Simply put, the window size specifies how much data to be transmitted is suitable for both the sender and receiver. When they first initiate a connection, they agree upon a certain size of data after some calculations. In the above figure the agreed-upon size is 64 Mega Bytes. After sending a data segment of 64 Mega Bytes, an acknowledgment must be sent back in order to send the next segment.

Checksum :

The next field is checksum whose size is 6 Bits. The TCP checksum field was created to ensure that data segments which reached the destination are intact and error-free. The following figure gives you an example of checksum.

Let us suppose that the source creates a data segment to send it to the destination. Before sending that segment some checksum calculations are done ; as a results, the binary code is generated which is the checksum. The code 010101010010 is then attached to the data in the TCP header checksum field and sent to the destination. When the segment arrives at the destination, it de-encapsulates it and checks the code included in the TCP header. The destination, in turn, does checksum calculation, so if the code resulted from the destination’s checksum calculation matches the one contained the TCP header, it signifies that the data segment is intact and error-free. In contrary, if the destination’s checksum code does not match the one encompassed in the TCP header, that indicates that the data segment is corrupted and damaged. Because during wireless or wired transmission, data can be affected by noise which itself adds extra bits that leads to the corruption of data. It is important to point out that checksum adds a header called ‘Pseudo header’ to TCP header but it is not sent, it is rather used to help checksum calculation. See the following figure.

This (Pseudo header) header is created both at the sender and receiver. The receiver recreates it again to perform the same  calculation to see if the data segments arrive are error-free or not.
N.B . The inclusion of SRC and DST ip addresses is just for the purpose of making calculations.

Urgent pointer :

Urgent pointer is also 16 Bits. It springs into action when URG flag is set to 1. The flag indicates that there are  data segments to be processed urgently. The Urgent pointer is responsible for pointing where the urgent data segments start and end.

Thanks to Urgent pointer, the position of urgent data is easily identified. In the above figure the urgent data is referred to by the code 0x5681, which means that data segments whose value is 0x5681 will be given priority in order to be processed first.

Options :

Options, whose size is 32 Bits, is a field located at the end of TCP header and right before The data field. It is there to make use of new enhancements, if there are any, recommended by engineers whose job is protocols development. Options field encompasses MSS (Maximum Segment Size), Window scaling, SACK (Selective Acknowledgment), Time stamps, Nop.

MSS (Maximum Segment Size)

To start with, MSS is the highest and largest amount of data, specified in bytes, that two end devices can handle at a time. In other words, MSS is used to define the maximum segment that will be used between two hosts during a connection. This option springs into action when the connection is first initiated during three-way handshake.

A TCP header plus DATA are called segment, while an IP header plus a segment are called IP diagram, however we are not concerned with IP header now. We will thouroughly cover it in the network layer. The default TCP MSS segment size is 536 Bytes, but two end devices can agree upon a different size other than 536 ; what is more is that the agreed upon size cannot be changed once a connection is established.

> _Supplied data_:
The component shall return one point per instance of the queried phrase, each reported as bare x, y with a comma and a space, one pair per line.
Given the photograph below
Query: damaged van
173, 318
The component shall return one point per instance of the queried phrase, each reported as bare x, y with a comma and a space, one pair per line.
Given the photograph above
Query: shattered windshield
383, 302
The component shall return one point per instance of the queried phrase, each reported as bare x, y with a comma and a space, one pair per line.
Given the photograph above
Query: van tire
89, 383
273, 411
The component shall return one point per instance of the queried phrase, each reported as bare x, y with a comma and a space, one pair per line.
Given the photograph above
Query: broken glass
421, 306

> _Task to carry out_: Pick up the TCP header article above after its last sentence and continue writing it.

> _Final answer_:
Window scaling :

By understanding window size, window scaling will be much easier to grasp because of the fact that it is an extention to window size flag. The largest possible value in the window size flag is only 65535 Bytes, so window scaling was developed to enhance data transmission over the network. The window scaling size option can be a maximum of 30 bits in size, which includes the original 16 bits of window size field. Thus, the 16 bits of the original window size field plus 14 bits of the window scaling option gives 30 bits in total.

Window scaling was designed for the purpose of solving the problem of high-latency (= it means the delay that happens in data transmission over a network) and high-bandwidth (= it means the amount of data that can be carried by a digital communication medium) vis-à-vis the small amount of data that causes intervening time between sending and reception.

High-bandwidth WAN links where window size is limited can leads to low quality performance. Consider the following figure.

The above figure shows 4 data segments being transmitted from the source to the destination over a fast WAN link ( with high-bandwidth) with high-latency by using the maximum possible window size of 65535 Bytes. The link can carry too much data because of its high-bandwidth ( as seen in the picture, there are four data segments, two abreast. It is represented by the height of the link), but it will take too much time for those four data segments to arrive at the destination. As shown in the figure, When they are put on wire to be transmitted, they propagate with no other data segments coming after them until they arrive to the destination. Then, the ACK is sent back to acknowlege reception of the whole data segments. They are the only data segments on wire. Simply put, the other data segments will be in transmission when the previous ones are received at the destination.

So , the problem is solved by virtue of window scaling. It increases the size of the window to a size that will lead to better performance. Consider this figure which is a far cry from the previous one.

The above figure shows a close example of window scaling. This time, window size is increased to 120 000 Bytes which results in high-performance data transmission and no high-latency. Because of the large window size, the destination has already received some data segments, which allows it to send ACK back to the source. Thanks to window scaling, the transmission of data flows smoothly and it does not cease.

SACK (selective acknowledgment) :

To understand SACK or selective acknowledgment, one has to be aware of (the previously explained) acknowledgment. Troubles may sometimes appears during acknowledgment process. See this figure with a problem in ACK.

In the above figure, after sending the four segments , the receiver has acknowleged the first one (seg1) because during the transmission of seg2, a problem occurs and the segment is lost. In normal ACK, the receiver will send ACK1 to inform the sender that the seg1 is received and that seg2 is being awaited. The sender will automatically send seg2, 3, and 4. Up to now there is a big problem, which is , the sender sends seg2, 3, and 4, but the the last two segments are already received, they will be duplicated at the receiver buffer. To solve this problem, selective acknowledgment was developed. Consider the following figure.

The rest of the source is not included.